>> start RAW RECORDS

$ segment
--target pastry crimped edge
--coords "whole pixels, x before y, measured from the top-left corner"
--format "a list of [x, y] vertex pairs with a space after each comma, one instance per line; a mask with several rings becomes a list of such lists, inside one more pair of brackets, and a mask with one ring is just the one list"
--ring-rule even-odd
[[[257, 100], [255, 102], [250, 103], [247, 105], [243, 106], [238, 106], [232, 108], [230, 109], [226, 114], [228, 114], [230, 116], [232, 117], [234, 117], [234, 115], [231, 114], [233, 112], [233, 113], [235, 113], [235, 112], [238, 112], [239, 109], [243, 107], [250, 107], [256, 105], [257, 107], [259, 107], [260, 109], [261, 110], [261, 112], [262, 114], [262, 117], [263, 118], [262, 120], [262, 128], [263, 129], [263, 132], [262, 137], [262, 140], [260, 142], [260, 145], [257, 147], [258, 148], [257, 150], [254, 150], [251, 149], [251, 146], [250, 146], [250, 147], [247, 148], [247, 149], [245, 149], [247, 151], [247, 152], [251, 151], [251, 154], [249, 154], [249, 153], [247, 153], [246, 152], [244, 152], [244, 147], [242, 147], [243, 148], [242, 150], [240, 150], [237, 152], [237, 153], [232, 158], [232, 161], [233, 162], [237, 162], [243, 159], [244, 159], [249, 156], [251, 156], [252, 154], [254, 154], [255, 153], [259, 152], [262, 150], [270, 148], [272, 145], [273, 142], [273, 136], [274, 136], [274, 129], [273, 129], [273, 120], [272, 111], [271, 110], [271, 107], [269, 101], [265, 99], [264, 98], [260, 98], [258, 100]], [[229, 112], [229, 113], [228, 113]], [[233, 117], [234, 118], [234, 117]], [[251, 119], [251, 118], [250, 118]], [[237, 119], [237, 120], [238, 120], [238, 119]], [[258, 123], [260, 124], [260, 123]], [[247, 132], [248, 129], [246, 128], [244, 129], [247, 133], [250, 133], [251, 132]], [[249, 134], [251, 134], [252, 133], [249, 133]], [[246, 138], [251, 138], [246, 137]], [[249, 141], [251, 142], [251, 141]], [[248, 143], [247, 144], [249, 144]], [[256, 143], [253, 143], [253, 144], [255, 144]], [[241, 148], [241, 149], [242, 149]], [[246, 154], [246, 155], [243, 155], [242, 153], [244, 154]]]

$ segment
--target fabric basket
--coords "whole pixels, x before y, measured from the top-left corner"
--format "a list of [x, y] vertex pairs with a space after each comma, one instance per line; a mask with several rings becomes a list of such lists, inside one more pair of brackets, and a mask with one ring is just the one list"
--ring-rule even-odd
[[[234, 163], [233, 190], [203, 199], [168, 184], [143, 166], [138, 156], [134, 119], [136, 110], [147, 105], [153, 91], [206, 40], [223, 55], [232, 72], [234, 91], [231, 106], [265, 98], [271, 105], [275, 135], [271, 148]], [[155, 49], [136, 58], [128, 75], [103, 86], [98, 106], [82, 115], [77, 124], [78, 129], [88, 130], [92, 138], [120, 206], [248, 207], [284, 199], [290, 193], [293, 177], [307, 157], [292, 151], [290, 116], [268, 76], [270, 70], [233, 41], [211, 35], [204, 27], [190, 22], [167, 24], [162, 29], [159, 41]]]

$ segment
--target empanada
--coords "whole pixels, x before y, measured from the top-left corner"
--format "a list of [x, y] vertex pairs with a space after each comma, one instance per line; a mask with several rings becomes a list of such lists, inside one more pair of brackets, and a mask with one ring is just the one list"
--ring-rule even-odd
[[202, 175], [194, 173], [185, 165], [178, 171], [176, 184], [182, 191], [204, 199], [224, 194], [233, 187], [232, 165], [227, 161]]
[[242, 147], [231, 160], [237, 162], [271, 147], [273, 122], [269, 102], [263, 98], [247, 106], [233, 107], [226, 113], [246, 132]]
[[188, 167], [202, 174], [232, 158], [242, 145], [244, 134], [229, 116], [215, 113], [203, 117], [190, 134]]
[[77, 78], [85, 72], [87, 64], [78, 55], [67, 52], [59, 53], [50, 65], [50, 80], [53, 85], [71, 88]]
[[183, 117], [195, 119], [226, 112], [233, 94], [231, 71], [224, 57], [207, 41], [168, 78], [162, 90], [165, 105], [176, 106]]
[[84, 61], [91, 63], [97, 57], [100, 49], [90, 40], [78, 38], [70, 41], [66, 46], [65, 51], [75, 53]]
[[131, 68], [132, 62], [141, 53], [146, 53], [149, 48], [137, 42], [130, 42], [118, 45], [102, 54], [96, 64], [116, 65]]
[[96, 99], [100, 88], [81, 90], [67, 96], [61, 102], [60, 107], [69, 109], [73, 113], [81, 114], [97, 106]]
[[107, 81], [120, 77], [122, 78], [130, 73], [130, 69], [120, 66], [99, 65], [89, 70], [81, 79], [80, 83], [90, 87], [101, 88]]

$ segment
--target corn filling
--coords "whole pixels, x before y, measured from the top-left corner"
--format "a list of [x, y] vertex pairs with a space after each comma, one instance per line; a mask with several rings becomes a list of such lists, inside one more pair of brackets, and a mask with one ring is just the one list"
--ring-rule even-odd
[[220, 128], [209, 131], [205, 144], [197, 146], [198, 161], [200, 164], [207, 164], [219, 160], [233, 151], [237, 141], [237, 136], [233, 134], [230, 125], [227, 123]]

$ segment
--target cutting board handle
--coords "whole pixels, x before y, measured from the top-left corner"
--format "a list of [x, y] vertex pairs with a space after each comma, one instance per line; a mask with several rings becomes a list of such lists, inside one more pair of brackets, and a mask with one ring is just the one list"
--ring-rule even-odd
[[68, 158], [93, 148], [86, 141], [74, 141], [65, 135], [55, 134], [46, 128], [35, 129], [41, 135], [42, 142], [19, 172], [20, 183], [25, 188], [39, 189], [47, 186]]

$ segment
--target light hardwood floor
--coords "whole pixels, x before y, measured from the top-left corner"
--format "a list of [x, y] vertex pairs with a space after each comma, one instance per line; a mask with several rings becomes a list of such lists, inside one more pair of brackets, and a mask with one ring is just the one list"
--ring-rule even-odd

>> end RAW RECORDS

▸ **TASK INSTRUCTIONS**:
Starting from the first line of the items and ending with the line that contains "153], [244, 154]]]", copy those lines out again, with the requests kept in. Add 47 to every vertex coordinate in the answers.

▸ **THE ANSWER**:
$ segment
--target pastry crimped edge
--coords "whole pixels, x before y, measured from the top-left corner"
--format "a list of [x, y] vertex pairs with a space after each comma, one instance per line; a mask with several rings becomes a list of such lists, inside one more pair of brackets, and a mask with one ring is just the one list"
--ring-rule even-odd
[[[304, 147], [302, 149], [297, 150], [294, 152], [290, 153], [285, 153], [279, 155], [277, 156], [273, 161], [275, 161], [277, 163], [279, 164], [281, 164], [281, 162], [278, 161], [280, 159], [280, 160], [282, 160], [282, 159], [285, 159], [286, 156], [290, 154], [297, 154], [303, 152], [304, 154], [306, 154], [307, 156], [308, 157], [308, 159], [309, 161], [309, 164], [310, 165], [309, 167], [309, 175], [310, 176], [310, 179], [309, 184], [309, 187], [307, 189], [307, 192], [304, 194], [305, 195], [304, 197], [301, 197], [298, 196], [298, 193], [297, 193], [297, 194], [294, 195], [294, 196], [292, 196], [294, 198], [294, 199], [298, 198], [298, 201], [296, 201], [296, 200], [294, 200], [293, 199], [291, 199], [291, 194], [289, 194], [290, 195], [289, 197], [287, 197], [284, 199], [284, 200], [279, 205], [279, 208], [280, 209], [284, 209], [290, 206], [291, 206], [296, 203], [298, 203], [299, 201], [301, 201], [302, 200], [306, 199], [309, 197], [317, 195], [319, 192], [320, 189], [320, 183], [321, 183], [321, 176], [320, 176], [320, 167], [319, 158], [318, 157], [318, 154], [316, 148], [312, 146], [311, 145], [307, 145], [305, 147]], [[276, 159], [276, 160], [275, 160]], [[280, 164], [281, 165], [281, 164]], [[298, 166], [298, 165], [297, 165]], [[284, 166], [284, 167], [285, 167], [285, 166]], [[305, 170], [307, 171], [307, 170]], [[294, 179], [295, 176], [293, 175], [291, 176], [294, 180], [297, 180], [298, 179]], [[296, 181], [298, 181], [299, 180], [296, 180]], [[293, 185], [298, 185], [293, 184]], [[296, 188], [298, 189], [298, 188]], [[295, 190], [294, 191], [296, 191]], [[303, 190], [300, 190], [300, 191], [302, 191]], [[288, 195], [288, 196], [289, 196]], [[293, 201], [293, 202], [290, 202], [289, 200], [291, 201]]]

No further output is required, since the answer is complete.